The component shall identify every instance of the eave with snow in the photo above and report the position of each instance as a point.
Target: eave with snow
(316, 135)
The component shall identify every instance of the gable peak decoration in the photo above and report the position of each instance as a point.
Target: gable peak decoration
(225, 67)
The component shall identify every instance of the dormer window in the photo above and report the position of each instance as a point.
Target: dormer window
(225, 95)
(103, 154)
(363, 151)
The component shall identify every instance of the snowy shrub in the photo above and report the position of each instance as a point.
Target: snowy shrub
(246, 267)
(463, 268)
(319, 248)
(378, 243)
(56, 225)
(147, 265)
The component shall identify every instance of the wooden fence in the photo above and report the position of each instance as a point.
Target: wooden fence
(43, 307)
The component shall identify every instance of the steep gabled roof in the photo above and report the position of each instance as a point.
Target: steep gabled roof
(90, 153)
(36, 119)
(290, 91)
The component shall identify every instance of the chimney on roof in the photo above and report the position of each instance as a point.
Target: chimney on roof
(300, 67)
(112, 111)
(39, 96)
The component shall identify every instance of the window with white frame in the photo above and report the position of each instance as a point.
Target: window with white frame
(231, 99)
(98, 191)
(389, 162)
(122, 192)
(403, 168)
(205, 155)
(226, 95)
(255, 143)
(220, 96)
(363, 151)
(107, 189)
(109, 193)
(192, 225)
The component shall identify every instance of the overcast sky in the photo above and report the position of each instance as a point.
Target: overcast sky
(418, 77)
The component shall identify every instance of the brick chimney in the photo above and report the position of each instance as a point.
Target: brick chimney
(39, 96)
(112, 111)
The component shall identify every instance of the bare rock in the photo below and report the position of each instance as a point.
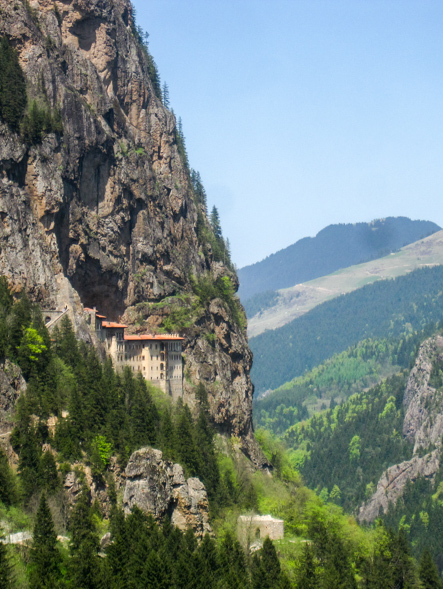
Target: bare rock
(103, 213)
(392, 483)
(423, 423)
(159, 487)
(422, 426)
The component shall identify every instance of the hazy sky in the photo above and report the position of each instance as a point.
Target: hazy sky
(302, 113)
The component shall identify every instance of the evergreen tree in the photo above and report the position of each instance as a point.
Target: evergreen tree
(86, 569)
(65, 343)
(45, 559)
(233, 573)
(6, 568)
(215, 223)
(144, 415)
(266, 570)
(49, 479)
(428, 572)
(204, 437)
(21, 317)
(8, 493)
(165, 94)
(12, 86)
(6, 302)
(29, 460)
(185, 446)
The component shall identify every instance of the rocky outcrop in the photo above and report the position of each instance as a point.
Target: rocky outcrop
(422, 426)
(392, 483)
(103, 212)
(80, 474)
(159, 487)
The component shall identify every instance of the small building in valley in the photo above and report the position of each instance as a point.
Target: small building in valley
(157, 357)
(253, 529)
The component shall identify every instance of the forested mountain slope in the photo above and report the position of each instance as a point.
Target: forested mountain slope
(271, 310)
(360, 367)
(384, 309)
(379, 452)
(335, 247)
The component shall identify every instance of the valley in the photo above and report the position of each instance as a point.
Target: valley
(134, 447)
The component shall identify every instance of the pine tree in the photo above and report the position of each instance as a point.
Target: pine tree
(8, 492)
(6, 302)
(49, 479)
(6, 568)
(12, 86)
(29, 460)
(232, 572)
(21, 317)
(144, 415)
(165, 94)
(266, 570)
(204, 438)
(185, 446)
(85, 566)
(66, 345)
(428, 572)
(215, 223)
(45, 559)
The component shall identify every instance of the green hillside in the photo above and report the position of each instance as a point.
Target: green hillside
(387, 308)
(359, 367)
(270, 310)
(335, 247)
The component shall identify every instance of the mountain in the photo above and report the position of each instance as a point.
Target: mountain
(270, 310)
(335, 247)
(387, 308)
(98, 204)
(378, 454)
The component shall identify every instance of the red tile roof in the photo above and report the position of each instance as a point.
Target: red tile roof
(111, 324)
(164, 337)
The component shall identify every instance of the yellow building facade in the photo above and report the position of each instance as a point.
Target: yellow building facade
(157, 357)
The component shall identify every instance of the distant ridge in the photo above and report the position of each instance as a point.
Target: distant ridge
(333, 248)
(273, 310)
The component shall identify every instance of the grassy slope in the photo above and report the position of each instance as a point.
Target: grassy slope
(388, 308)
(298, 300)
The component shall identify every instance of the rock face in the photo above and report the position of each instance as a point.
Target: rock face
(159, 487)
(392, 483)
(422, 426)
(103, 213)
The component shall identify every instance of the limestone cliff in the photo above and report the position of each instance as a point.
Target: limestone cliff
(159, 487)
(422, 426)
(102, 212)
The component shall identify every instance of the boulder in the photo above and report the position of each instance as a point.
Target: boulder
(159, 487)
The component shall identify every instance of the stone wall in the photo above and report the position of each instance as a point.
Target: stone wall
(252, 528)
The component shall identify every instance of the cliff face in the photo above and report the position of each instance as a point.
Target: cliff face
(102, 213)
(422, 426)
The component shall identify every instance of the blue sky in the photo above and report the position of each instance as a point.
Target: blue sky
(303, 113)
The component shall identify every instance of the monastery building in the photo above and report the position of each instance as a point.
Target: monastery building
(157, 357)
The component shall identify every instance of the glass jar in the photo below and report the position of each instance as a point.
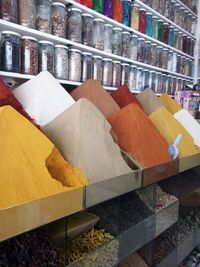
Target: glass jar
(59, 16)
(98, 34)
(166, 32)
(46, 57)
(149, 24)
(154, 54)
(165, 58)
(86, 66)
(98, 5)
(147, 53)
(139, 80)
(61, 67)
(133, 47)
(126, 18)
(27, 13)
(155, 27)
(126, 37)
(74, 25)
(160, 30)
(125, 69)
(9, 10)
(171, 36)
(107, 72)
(108, 8)
(87, 29)
(10, 51)
(142, 20)
(141, 50)
(75, 65)
(43, 15)
(29, 55)
(132, 78)
(117, 41)
(135, 17)
(97, 71)
(116, 74)
(108, 38)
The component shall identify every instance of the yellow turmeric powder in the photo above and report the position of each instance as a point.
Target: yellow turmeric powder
(24, 150)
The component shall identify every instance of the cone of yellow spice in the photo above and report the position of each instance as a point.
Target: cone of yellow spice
(27, 159)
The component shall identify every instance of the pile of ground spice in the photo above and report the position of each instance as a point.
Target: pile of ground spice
(139, 137)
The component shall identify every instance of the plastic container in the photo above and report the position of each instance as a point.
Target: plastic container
(126, 18)
(43, 16)
(125, 69)
(117, 41)
(97, 71)
(107, 72)
(108, 38)
(59, 23)
(126, 37)
(86, 66)
(98, 34)
(61, 64)
(75, 65)
(9, 10)
(10, 51)
(87, 29)
(29, 55)
(46, 57)
(27, 13)
(116, 74)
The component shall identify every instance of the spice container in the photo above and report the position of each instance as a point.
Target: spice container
(75, 65)
(108, 38)
(149, 24)
(108, 8)
(10, 51)
(126, 18)
(132, 78)
(9, 10)
(46, 56)
(160, 30)
(98, 5)
(133, 47)
(135, 17)
(141, 50)
(125, 69)
(98, 34)
(142, 20)
(27, 13)
(155, 27)
(126, 37)
(116, 74)
(87, 29)
(61, 62)
(43, 15)
(117, 41)
(97, 71)
(59, 19)
(117, 10)
(86, 66)
(29, 55)
(74, 25)
(107, 72)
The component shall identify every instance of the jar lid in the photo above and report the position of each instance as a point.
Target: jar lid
(62, 46)
(11, 32)
(100, 20)
(46, 42)
(87, 15)
(29, 38)
(58, 4)
(75, 9)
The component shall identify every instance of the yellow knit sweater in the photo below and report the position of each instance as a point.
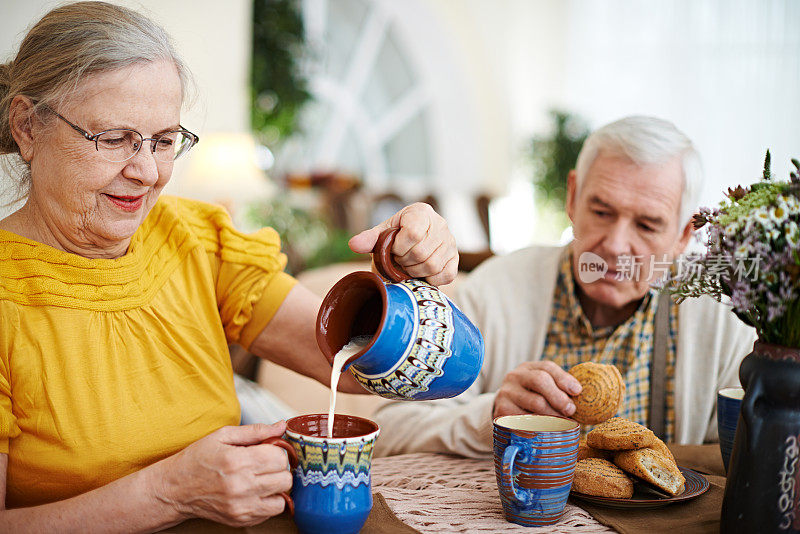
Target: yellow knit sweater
(107, 366)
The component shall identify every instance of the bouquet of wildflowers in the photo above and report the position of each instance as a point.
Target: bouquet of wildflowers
(753, 257)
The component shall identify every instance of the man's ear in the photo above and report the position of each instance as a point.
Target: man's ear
(683, 240)
(20, 118)
(572, 185)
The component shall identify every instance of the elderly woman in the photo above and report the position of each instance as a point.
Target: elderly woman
(117, 405)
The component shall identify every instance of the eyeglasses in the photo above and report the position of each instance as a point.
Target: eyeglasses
(121, 144)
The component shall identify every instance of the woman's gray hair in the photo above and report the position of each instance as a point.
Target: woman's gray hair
(69, 44)
(645, 141)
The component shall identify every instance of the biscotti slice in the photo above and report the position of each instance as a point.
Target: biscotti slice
(660, 446)
(651, 466)
(596, 476)
(585, 451)
(601, 393)
(618, 434)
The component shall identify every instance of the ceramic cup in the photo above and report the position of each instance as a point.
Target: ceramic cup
(534, 460)
(331, 484)
(729, 401)
(421, 346)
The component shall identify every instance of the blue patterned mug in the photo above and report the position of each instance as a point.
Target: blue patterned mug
(534, 461)
(331, 483)
(421, 346)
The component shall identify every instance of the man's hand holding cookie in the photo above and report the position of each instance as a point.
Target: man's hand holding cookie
(537, 387)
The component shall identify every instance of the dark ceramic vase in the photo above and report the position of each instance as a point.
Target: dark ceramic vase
(763, 486)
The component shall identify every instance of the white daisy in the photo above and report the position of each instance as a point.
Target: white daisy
(792, 234)
(778, 213)
(742, 251)
(762, 216)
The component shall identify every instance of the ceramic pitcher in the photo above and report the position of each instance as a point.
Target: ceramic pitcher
(421, 346)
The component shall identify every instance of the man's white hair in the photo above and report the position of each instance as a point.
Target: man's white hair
(646, 141)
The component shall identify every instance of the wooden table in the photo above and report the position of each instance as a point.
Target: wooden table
(442, 493)
(448, 494)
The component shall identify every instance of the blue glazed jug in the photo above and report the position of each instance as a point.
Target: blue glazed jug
(421, 346)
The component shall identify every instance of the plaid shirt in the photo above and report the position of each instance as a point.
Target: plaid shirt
(571, 339)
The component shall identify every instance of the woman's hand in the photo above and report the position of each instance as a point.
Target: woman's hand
(424, 246)
(228, 476)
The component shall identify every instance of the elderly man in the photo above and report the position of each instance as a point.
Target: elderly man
(544, 309)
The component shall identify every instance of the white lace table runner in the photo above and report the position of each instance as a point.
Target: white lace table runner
(440, 493)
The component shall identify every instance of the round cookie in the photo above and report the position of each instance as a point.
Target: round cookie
(601, 395)
(596, 476)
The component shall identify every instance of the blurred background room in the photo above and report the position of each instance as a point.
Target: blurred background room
(322, 117)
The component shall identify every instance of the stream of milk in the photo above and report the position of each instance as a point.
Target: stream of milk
(354, 346)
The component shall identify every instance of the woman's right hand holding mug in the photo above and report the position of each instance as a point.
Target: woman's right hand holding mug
(230, 476)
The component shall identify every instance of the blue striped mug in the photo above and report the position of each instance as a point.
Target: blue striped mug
(534, 461)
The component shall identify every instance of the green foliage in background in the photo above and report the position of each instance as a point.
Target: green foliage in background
(307, 238)
(278, 88)
(555, 155)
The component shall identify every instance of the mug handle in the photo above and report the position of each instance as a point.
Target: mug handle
(383, 259)
(506, 470)
(293, 462)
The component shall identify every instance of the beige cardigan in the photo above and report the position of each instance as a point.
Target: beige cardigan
(509, 298)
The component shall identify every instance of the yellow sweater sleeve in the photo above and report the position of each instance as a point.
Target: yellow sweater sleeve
(248, 270)
(8, 422)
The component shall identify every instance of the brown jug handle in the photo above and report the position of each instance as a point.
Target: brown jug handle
(384, 260)
(293, 461)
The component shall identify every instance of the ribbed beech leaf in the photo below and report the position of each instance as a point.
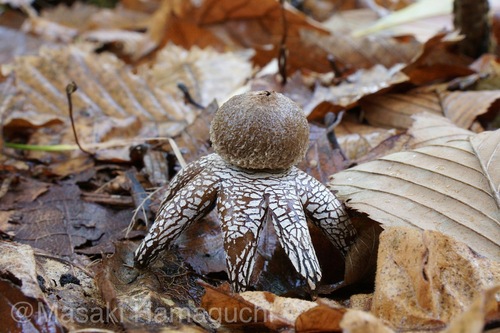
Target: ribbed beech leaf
(396, 110)
(451, 187)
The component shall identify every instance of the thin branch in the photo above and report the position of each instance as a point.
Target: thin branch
(332, 121)
(70, 89)
(187, 96)
(283, 52)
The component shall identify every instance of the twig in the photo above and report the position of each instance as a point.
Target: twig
(331, 121)
(187, 96)
(283, 52)
(70, 89)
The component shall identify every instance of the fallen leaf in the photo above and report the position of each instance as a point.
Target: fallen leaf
(430, 129)
(362, 83)
(438, 61)
(112, 103)
(396, 110)
(427, 188)
(365, 52)
(60, 223)
(206, 73)
(358, 140)
(424, 278)
(417, 10)
(473, 320)
(320, 319)
(356, 321)
(18, 265)
(232, 310)
(321, 159)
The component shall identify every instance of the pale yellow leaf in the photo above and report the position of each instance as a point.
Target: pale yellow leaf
(431, 129)
(112, 102)
(418, 10)
(396, 110)
(360, 84)
(425, 279)
(472, 321)
(364, 52)
(439, 187)
(208, 74)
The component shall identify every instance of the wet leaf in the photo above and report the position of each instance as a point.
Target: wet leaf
(255, 309)
(165, 295)
(424, 278)
(60, 223)
(427, 188)
(473, 320)
(112, 103)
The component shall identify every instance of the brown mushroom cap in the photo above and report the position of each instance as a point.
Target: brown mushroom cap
(260, 130)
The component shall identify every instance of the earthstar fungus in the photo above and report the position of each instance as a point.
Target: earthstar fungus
(258, 137)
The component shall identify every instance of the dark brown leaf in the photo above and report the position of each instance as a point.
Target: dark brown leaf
(60, 223)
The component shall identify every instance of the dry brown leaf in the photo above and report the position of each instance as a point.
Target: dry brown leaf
(473, 320)
(233, 310)
(112, 102)
(207, 74)
(430, 129)
(357, 139)
(356, 321)
(439, 187)
(23, 306)
(320, 319)
(438, 61)
(18, 261)
(60, 223)
(396, 110)
(164, 295)
(365, 52)
(347, 94)
(424, 278)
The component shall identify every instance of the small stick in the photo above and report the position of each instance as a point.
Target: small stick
(283, 52)
(70, 89)
(187, 96)
(331, 121)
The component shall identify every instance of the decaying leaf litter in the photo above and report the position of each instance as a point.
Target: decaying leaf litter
(413, 152)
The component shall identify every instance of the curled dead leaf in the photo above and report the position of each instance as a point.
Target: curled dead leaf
(397, 110)
(424, 278)
(427, 188)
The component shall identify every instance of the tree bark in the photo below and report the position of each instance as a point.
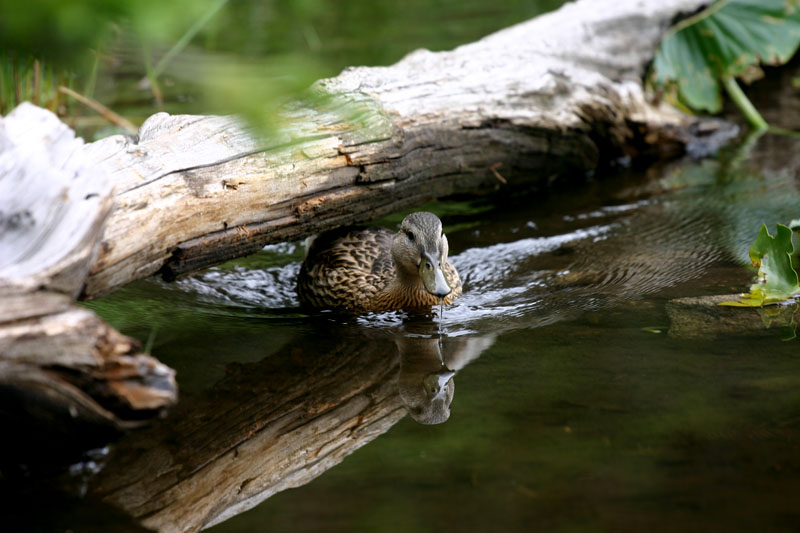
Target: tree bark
(546, 100)
(60, 362)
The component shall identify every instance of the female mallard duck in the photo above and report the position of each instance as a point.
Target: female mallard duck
(373, 269)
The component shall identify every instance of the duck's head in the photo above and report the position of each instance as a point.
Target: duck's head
(419, 251)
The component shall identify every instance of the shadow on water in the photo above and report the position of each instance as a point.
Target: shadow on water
(282, 421)
(559, 372)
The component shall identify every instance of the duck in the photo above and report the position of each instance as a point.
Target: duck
(373, 269)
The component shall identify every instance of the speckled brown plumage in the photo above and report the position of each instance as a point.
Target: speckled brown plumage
(355, 269)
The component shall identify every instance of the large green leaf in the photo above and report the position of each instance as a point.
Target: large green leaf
(777, 280)
(730, 38)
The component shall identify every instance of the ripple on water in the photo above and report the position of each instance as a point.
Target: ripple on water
(642, 248)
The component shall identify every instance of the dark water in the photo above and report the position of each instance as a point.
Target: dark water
(572, 406)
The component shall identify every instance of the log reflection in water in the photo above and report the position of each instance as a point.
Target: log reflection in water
(264, 428)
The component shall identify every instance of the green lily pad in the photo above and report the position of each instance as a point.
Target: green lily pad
(777, 281)
(730, 38)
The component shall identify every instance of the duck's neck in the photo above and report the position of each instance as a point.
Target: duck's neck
(406, 292)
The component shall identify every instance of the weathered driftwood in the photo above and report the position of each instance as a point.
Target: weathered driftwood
(704, 318)
(59, 357)
(546, 99)
(276, 424)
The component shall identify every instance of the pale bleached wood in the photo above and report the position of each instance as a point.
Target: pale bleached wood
(544, 100)
(277, 424)
(54, 202)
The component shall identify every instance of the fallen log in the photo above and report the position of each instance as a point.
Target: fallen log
(60, 362)
(545, 100)
(277, 424)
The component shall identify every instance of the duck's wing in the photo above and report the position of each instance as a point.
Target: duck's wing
(346, 268)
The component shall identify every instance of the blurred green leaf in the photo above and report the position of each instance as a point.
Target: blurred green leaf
(777, 281)
(729, 39)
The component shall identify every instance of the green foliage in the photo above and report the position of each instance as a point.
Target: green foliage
(777, 280)
(729, 39)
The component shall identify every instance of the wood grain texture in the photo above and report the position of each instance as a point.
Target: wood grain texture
(546, 100)
(58, 360)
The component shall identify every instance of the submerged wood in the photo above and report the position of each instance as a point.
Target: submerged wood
(546, 100)
(59, 361)
(277, 424)
(704, 318)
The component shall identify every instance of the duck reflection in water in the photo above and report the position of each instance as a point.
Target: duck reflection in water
(428, 365)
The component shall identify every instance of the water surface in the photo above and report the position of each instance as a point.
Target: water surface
(572, 406)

______

Given instruction:
Update the records from the line containing "the duck reflection" through the end of the records by replacing "water surface" with "pond surface", leaving everything else unchanged, and return only those lines.

Response to this exercise:
The component shall identify every instance of the duck reflection in water in the photo above and report the position of each instance as a point.
Target: duck reflection in water
(428, 365)
The component shall identify every instance of the pond surface in the photo above and report the position of each instance as a point.
Target: pond surface
(572, 406)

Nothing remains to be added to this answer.